Give back the entries exactly as they read, leaving each image out.
· · ·
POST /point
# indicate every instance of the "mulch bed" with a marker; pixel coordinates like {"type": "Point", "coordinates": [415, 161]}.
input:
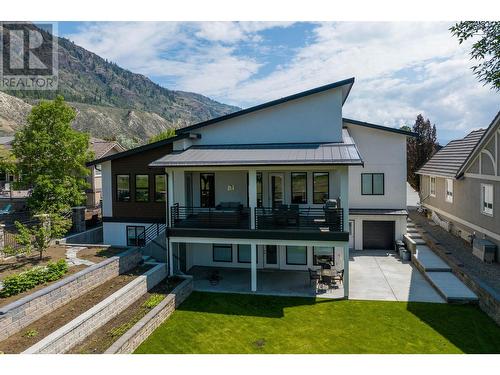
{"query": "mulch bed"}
{"type": "Point", "coordinates": [44, 326]}
{"type": "Point", "coordinates": [104, 337]}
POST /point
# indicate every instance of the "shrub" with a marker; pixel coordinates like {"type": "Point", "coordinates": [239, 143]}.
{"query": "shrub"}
{"type": "Point", "coordinates": [23, 281]}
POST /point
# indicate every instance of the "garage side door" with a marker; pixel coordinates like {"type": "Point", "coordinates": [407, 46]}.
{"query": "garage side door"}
{"type": "Point", "coordinates": [378, 235]}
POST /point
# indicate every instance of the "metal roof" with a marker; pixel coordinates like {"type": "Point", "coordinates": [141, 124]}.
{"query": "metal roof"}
{"type": "Point", "coordinates": [448, 161]}
{"type": "Point", "coordinates": [344, 152]}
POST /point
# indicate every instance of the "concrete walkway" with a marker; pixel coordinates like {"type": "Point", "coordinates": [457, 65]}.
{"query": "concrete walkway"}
{"type": "Point", "coordinates": [379, 275]}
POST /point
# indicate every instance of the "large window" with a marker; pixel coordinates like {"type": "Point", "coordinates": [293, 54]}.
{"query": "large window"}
{"type": "Point", "coordinates": [222, 253]}
{"type": "Point", "coordinates": [245, 254]}
{"type": "Point", "coordinates": [136, 235]}
{"type": "Point", "coordinates": [141, 188]}
{"type": "Point", "coordinates": [296, 255]}
{"type": "Point", "coordinates": [123, 188]}
{"type": "Point", "coordinates": [432, 186]}
{"type": "Point", "coordinates": [320, 187]}
{"type": "Point", "coordinates": [323, 255]}
{"type": "Point", "coordinates": [372, 183]}
{"type": "Point", "coordinates": [487, 199]}
{"type": "Point", "coordinates": [160, 188]}
{"type": "Point", "coordinates": [449, 190]}
{"type": "Point", "coordinates": [207, 190]}
{"type": "Point", "coordinates": [299, 187]}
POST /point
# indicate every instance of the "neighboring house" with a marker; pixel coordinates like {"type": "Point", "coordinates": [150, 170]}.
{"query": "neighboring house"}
{"type": "Point", "coordinates": [461, 184]}
{"type": "Point", "coordinates": [248, 190]}
{"type": "Point", "coordinates": [101, 148]}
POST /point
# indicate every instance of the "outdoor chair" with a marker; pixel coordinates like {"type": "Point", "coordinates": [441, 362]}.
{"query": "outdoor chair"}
{"type": "Point", "coordinates": [313, 276]}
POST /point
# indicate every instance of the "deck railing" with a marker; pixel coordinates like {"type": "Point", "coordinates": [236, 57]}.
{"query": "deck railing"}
{"type": "Point", "coordinates": [266, 218]}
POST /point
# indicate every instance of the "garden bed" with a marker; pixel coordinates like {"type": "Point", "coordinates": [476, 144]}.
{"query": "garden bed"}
{"type": "Point", "coordinates": [105, 336]}
{"type": "Point", "coordinates": [41, 328]}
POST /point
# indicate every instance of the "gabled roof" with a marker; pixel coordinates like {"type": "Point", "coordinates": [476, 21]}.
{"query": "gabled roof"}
{"type": "Point", "coordinates": [346, 82]}
{"type": "Point", "coordinates": [343, 153]}
{"type": "Point", "coordinates": [448, 161]}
· · ·
▶ [WRITTEN REPLY]
POST /point
# indicate every instance of the "mulch bed" with a marker; pixel coordinates like {"type": "Point", "coordinates": [415, 161]}.
input:
{"query": "mulch bed"}
{"type": "Point", "coordinates": [44, 326]}
{"type": "Point", "coordinates": [104, 337]}
POST /point
# indicate every instance of the "shrub" with a marker; pixel coordinates like {"type": "Point", "coordinates": [239, 143]}.
{"query": "shrub"}
{"type": "Point", "coordinates": [23, 281]}
POST /point
# indicate every instance of the "garage side door" with a marker; pixel coordinates like {"type": "Point", "coordinates": [407, 46]}.
{"query": "garage side door"}
{"type": "Point", "coordinates": [378, 235]}
POST /point
# indicate every instance of the "metal roof" with a marker; pixel coordinates like {"type": "Point", "coordinates": [141, 124]}.
{"query": "metal roof"}
{"type": "Point", "coordinates": [448, 161]}
{"type": "Point", "coordinates": [344, 152]}
POST /point
# indicate every instance of the "concrete walkway" with a marker; pixel coordinates like {"type": "Point", "coordinates": [457, 65]}.
{"query": "concrete walkway"}
{"type": "Point", "coordinates": [379, 275]}
POST /point
# indicate every instance of the "large window" with a marker; pixel coordinates like {"type": "Point", "coordinates": [293, 54]}.
{"query": "large window"}
{"type": "Point", "coordinates": [222, 253]}
{"type": "Point", "coordinates": [245, 254]}
{"type": "Point", "coordinates": [136, 235]}
{"type": "Point", "coordinates": [141, 188]}
{"type": "Point", "coordinates": [296, 255]}
{"type": "Point", "coordinates": [123, 188]}
{"type": "Point", "coordinates": [432, 186]}
{"type": "Point", "coordinates": [320, 187]}
{"type": "Point", "coordinates": [323, 255]}
{"type": "Point", "coordinates": [372, 183]}
{"type": "Point", "coordinates": [487, 199]}
{"type": "Point", "coordinates": [160, 188]}
{"type": "Point", "coordinates": [449, 190]}
{"type": "Point", "coordinates": [207, 190]}
{"type": "Point", "coordinates": [299, 187]}
POST /point
# indicate every instance of the "neighboring house" with a marker; pixel coordinates like {"type": "Point", "coordinates": [150, 170]}.
{"query": "neighboring house"}
{"type": "Point", "coordinates": [461, 184]}
{"type": "Point", "coordinates": [248, 190]}
{"type": "Point", "coordinates": [101, 148]}
POST /point
# indicate every instance of the "outdoor chair" with a marker; pixel coordinates like {"type": "Point", "coordinates": [441, 362]}.
{"query": "outdoor chair"}
{"type": "Point", "coordinates": [313, 276]}
POST /point
# indicate every instance of the "deck railing" with a marker; pixel coordinates like {"type": "Point", "coordinates": [236, 57]}.
{"query": "deck railing"}
{"type": "Point", "coordinates": [266, 218]}
POST /point
# indicate every instance of the "garden bed" with a marker; pixel coordinates like {"type": "Point", "coordinates": [476, 144]}.
{"query": "garden bed"}
{"type": "Point", "coordinates": [105, 336]}
{"type": "Point", "coordinates": [41, 328]}
POST /point
# indicate every instance of the "gabled roof" with a marker; pixel coordinates like {"type": "Point", "coordinates": [476, 21]}.
{"query": "gabled roof"}
{"type": "Point", "coordinates": [346, 82]}
{"type": "Point", "coordinates": [343, 153]}
{"type": "Point", "coordinates": [448, 161]}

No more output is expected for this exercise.